Work required: Begin at the line that contains "Where can the stack" and stop at the end of the items. Reproduce those lines with "stack of paper" changed to "pile of documents" and everything else left untouched.

Records for this exercise:
────────
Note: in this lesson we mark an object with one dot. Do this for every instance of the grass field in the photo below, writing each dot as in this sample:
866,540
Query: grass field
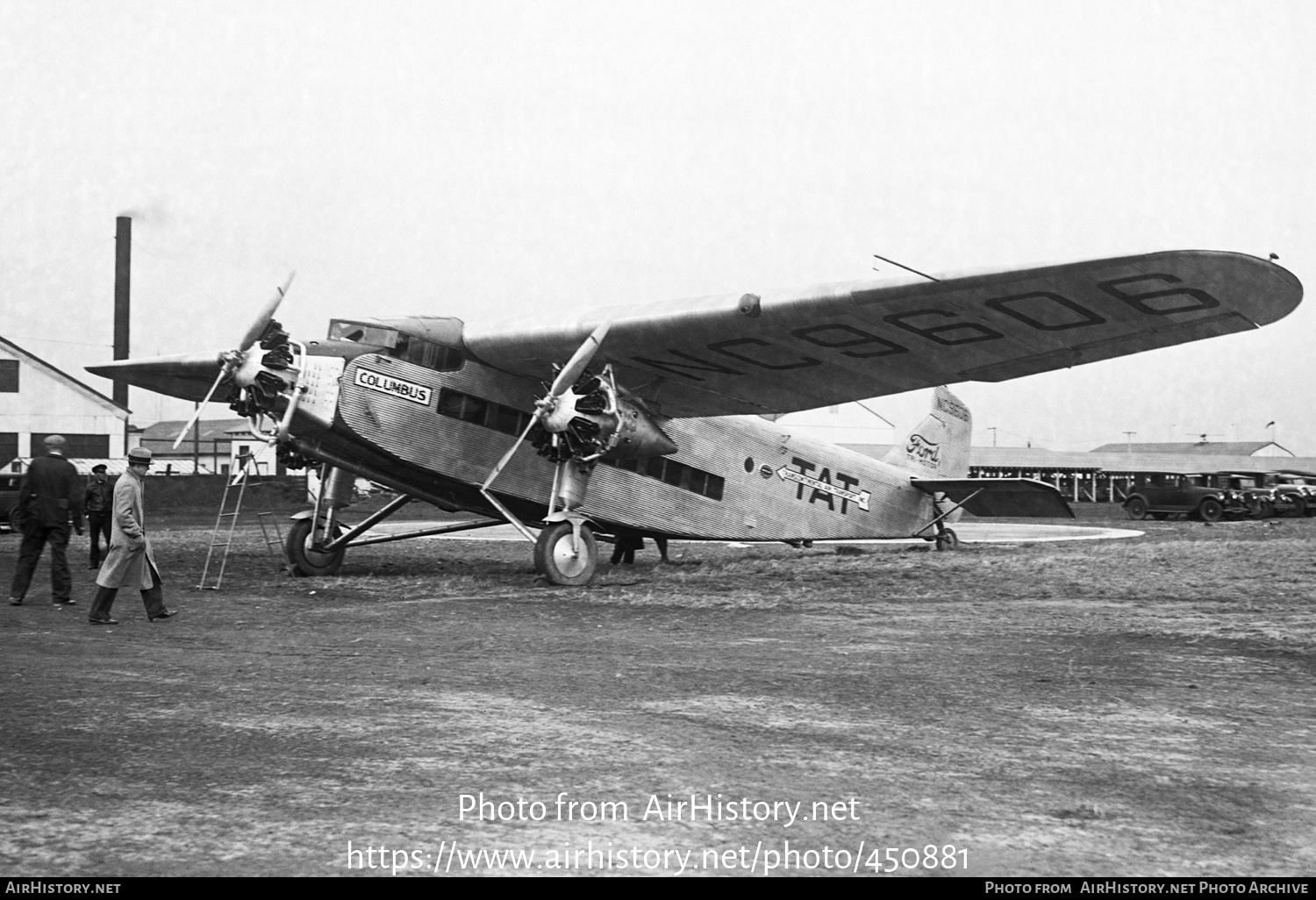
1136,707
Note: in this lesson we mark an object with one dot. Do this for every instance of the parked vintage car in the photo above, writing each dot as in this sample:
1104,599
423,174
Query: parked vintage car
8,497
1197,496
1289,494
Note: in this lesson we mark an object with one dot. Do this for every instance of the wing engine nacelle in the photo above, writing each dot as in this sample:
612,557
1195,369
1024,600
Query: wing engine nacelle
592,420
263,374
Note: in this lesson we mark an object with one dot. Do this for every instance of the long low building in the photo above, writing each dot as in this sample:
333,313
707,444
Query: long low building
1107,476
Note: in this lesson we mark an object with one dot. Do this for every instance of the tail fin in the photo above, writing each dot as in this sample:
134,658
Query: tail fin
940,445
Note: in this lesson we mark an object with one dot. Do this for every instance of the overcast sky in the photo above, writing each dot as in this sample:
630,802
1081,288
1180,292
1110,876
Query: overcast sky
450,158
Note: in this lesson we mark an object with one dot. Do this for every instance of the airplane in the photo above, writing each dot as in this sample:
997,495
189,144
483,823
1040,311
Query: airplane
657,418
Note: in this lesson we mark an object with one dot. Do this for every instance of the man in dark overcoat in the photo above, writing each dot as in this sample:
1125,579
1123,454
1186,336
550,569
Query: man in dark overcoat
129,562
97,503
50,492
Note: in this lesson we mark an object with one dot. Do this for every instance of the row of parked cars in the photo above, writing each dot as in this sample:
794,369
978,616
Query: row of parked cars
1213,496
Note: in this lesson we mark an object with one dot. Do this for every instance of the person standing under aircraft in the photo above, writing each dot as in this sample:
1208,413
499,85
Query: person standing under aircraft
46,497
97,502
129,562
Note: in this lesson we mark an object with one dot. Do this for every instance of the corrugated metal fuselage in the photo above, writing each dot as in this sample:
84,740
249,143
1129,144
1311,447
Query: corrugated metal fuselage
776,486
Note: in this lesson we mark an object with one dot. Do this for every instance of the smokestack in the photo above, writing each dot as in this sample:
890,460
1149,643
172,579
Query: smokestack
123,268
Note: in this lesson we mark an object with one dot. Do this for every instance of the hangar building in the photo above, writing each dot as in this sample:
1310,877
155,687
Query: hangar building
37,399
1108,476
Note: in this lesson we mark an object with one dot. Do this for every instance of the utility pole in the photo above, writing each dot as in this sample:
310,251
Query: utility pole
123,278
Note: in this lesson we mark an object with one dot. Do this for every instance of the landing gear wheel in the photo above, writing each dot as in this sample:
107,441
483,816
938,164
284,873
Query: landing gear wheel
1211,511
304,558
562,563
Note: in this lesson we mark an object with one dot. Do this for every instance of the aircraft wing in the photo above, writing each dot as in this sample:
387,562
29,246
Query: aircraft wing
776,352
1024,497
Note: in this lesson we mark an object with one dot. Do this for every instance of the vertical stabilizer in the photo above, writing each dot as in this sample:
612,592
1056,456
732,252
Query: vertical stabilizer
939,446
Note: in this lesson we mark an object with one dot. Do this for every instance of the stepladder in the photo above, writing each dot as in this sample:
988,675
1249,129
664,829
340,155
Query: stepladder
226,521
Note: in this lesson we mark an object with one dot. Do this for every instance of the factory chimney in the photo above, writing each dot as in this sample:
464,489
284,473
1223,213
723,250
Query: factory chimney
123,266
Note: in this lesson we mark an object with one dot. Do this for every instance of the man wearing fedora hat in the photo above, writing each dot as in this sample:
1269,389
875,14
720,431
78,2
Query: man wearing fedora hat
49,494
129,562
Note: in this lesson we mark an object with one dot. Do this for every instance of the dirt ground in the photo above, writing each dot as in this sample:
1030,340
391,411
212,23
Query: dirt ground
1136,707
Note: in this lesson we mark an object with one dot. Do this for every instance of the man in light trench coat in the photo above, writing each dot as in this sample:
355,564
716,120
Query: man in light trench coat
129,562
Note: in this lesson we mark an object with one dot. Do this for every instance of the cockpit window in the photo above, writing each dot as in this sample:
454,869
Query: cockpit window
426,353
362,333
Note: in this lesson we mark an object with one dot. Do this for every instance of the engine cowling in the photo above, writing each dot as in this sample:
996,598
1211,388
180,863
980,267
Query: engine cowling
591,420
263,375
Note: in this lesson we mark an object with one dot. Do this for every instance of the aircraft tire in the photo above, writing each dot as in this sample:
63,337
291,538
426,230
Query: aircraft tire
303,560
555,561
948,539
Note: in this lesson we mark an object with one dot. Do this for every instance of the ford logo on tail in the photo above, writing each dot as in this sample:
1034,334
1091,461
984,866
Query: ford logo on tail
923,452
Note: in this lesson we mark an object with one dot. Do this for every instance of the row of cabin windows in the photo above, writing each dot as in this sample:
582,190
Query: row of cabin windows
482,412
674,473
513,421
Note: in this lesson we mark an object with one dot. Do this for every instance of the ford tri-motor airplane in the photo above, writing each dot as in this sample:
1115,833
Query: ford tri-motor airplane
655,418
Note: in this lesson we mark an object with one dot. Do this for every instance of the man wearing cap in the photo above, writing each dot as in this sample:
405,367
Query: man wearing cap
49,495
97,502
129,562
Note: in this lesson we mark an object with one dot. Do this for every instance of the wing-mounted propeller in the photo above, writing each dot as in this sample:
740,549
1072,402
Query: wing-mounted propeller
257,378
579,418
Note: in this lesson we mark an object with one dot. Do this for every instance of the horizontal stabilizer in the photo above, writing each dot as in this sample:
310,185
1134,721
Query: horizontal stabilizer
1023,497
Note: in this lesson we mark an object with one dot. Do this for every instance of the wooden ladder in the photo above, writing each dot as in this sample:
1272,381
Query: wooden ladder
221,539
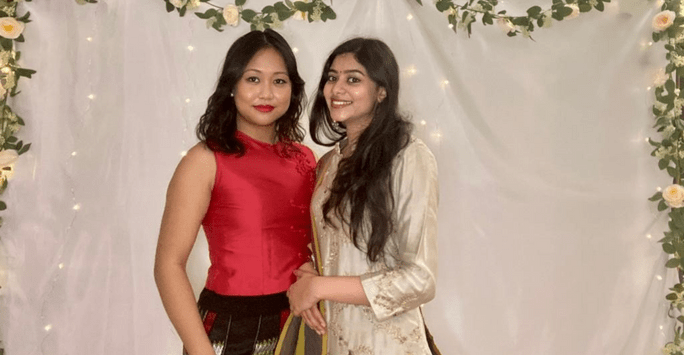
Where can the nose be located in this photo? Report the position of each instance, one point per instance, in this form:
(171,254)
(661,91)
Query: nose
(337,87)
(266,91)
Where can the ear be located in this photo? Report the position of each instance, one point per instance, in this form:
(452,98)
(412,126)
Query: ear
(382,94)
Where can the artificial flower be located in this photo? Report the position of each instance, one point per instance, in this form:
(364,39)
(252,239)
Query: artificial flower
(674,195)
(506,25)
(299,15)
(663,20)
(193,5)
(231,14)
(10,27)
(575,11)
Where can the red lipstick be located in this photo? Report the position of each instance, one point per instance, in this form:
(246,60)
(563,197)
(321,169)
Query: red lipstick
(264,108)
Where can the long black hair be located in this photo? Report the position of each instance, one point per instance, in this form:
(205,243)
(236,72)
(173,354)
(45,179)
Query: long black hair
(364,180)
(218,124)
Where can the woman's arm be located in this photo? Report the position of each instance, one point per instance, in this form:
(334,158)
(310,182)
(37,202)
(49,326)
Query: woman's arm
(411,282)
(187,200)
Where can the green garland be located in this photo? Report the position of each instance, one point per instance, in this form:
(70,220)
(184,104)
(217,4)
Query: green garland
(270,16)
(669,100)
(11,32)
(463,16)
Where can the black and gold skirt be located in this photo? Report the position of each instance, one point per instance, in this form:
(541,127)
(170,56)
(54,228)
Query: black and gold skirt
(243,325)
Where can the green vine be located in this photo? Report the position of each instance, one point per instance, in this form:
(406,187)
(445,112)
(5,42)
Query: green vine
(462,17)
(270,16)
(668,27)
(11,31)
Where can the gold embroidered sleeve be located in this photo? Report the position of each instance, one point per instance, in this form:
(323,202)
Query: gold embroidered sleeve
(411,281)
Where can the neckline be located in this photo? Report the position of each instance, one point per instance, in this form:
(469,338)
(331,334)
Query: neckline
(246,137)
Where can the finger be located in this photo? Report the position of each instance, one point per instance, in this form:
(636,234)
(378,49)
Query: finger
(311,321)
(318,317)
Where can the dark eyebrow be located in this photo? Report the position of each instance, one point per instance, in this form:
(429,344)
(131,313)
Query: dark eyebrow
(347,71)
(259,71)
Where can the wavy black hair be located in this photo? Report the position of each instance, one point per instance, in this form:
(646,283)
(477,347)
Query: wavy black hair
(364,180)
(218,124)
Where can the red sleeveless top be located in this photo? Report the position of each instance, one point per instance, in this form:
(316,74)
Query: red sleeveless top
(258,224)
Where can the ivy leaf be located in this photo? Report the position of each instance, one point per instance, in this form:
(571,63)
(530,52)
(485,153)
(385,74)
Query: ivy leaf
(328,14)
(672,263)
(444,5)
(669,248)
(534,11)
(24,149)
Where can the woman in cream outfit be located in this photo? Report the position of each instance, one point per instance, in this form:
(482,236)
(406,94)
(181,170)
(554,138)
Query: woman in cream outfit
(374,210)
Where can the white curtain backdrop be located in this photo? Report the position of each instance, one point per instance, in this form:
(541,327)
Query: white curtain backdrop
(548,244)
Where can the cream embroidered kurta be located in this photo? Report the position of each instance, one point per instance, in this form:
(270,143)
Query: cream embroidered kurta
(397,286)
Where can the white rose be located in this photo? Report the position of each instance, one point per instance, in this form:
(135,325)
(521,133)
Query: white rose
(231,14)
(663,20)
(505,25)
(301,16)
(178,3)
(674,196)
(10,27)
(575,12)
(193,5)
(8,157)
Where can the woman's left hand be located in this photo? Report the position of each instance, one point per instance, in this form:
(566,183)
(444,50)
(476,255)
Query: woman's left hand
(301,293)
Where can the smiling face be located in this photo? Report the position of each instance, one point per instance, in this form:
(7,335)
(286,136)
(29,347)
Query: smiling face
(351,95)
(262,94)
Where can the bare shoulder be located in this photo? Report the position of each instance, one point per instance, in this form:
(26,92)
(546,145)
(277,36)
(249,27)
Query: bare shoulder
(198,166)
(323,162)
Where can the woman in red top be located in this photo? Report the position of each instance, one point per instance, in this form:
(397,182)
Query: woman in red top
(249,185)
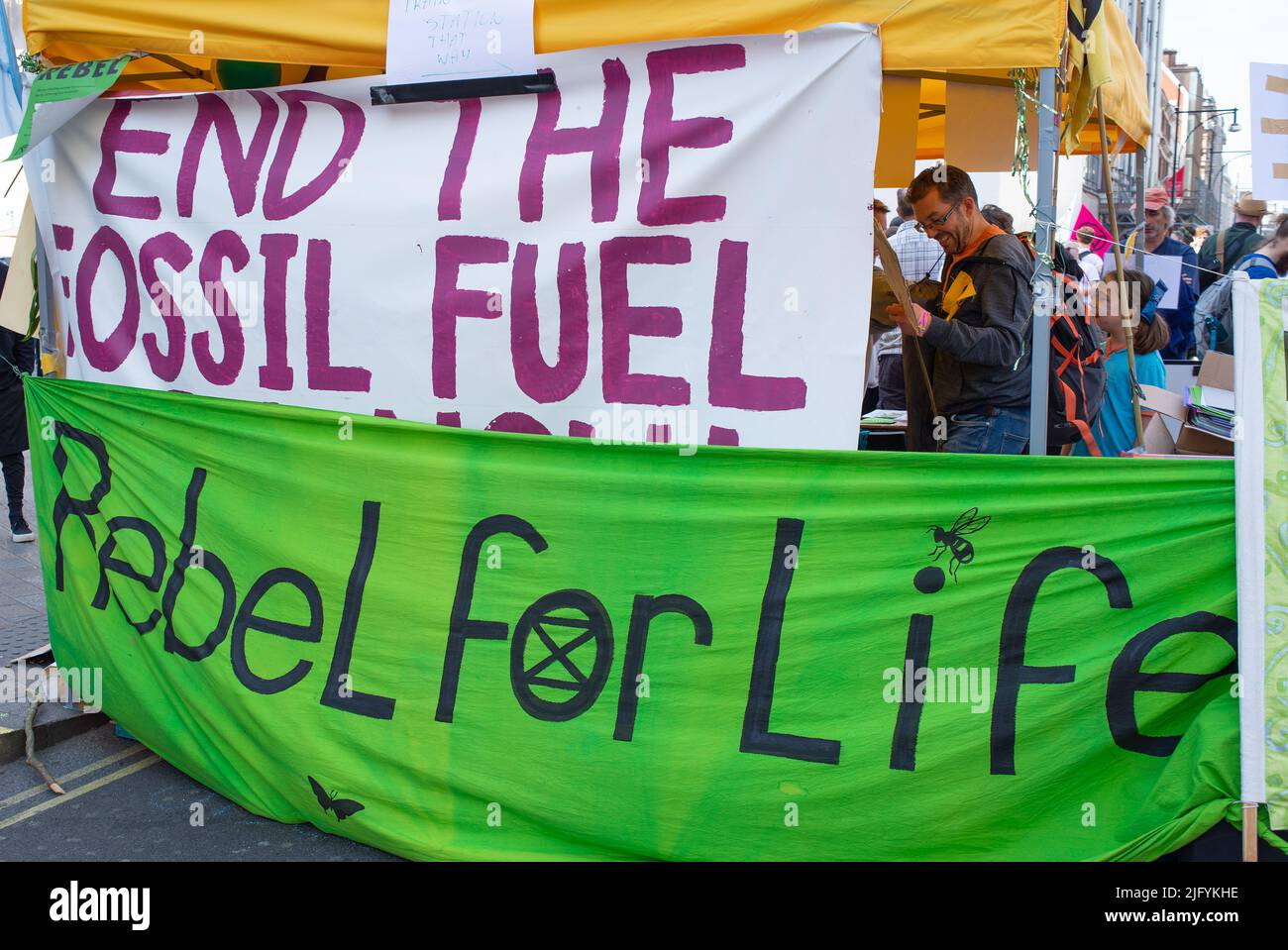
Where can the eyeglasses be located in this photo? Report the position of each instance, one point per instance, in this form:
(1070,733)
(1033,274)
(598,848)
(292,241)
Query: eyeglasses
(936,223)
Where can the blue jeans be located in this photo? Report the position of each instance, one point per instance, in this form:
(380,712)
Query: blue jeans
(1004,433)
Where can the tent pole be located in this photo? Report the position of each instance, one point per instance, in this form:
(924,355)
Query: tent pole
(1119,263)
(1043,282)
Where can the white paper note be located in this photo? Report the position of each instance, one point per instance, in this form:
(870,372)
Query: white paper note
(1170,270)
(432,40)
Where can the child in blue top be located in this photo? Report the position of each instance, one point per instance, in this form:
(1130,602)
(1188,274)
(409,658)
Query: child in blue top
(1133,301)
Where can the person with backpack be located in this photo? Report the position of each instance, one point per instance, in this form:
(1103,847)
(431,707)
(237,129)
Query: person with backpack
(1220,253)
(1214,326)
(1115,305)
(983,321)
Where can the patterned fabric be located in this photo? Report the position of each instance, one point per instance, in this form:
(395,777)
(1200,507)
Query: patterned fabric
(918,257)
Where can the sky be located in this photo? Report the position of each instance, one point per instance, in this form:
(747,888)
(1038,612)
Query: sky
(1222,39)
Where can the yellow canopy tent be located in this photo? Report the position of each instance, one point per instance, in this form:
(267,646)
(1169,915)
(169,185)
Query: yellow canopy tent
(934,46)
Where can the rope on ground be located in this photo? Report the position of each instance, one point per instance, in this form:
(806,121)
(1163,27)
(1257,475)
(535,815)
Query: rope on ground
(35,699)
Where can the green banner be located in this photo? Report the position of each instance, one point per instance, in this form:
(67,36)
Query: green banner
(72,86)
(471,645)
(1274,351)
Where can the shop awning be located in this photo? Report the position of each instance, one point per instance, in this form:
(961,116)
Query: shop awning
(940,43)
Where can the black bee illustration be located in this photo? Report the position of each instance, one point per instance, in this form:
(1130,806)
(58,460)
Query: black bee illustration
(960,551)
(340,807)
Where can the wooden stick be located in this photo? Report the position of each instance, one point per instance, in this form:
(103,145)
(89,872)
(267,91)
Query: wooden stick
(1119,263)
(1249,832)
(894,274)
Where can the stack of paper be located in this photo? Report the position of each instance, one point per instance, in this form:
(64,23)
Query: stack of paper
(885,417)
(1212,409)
────────
Right answer:
Where can the pile of documents be located in this photo? Report the position of each instance, one point per instance, in this form:
(64,23)
Query: pile of documents
(885,417)
(1212,409)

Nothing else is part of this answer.